Could you copy each line of the listing below that has the word "output"?

Dataset entries:

- Opening Delimiter -

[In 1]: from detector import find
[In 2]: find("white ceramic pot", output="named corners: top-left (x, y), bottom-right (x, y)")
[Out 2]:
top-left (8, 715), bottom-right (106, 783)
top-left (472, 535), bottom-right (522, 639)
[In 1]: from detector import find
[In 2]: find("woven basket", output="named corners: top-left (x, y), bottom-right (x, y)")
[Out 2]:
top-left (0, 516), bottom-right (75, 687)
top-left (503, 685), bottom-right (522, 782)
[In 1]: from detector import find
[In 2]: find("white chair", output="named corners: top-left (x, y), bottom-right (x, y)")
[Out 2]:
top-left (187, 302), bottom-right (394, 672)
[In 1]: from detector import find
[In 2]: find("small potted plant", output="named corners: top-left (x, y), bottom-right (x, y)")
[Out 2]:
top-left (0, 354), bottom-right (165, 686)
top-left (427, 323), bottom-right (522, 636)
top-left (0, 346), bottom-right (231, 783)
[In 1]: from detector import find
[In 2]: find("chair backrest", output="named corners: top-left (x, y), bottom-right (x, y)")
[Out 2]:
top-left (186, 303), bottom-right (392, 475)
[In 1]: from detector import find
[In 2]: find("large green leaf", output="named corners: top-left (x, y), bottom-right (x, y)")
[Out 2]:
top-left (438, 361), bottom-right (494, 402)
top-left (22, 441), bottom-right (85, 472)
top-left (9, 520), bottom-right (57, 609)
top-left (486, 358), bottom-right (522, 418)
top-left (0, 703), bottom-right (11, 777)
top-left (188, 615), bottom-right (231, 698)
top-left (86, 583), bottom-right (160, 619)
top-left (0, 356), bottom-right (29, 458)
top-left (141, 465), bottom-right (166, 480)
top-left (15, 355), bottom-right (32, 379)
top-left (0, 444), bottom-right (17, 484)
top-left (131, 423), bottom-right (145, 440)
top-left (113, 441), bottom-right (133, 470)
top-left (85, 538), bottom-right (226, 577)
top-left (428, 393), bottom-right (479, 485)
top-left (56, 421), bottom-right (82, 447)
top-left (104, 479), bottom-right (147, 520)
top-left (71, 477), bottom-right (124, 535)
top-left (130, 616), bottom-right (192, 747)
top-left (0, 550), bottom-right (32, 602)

- Closing Delimiter -

Finished task:
[In 2]: find("white ceramic pot", output="named corners: top-left (x, y), bottom-right (x, y)")
[In 2]: find("woven basket", output="named corners: top-left (x, y), bottom-right (x, y)")
[In 2]: find("white chair", output="named corners: top-left (x, y), bottom-right (x, y)")
[In 2]: find("small potted plant", output="named corners: top-left (x, y), bottom-right (x, y)")
[In 2]: find("chair backrest", output="named corners: top-left (x, y), bottom-right (x, y)")
[In 2]: find("large green leaf", output="named corners: top-left (x, y), bottom-right (x, y)")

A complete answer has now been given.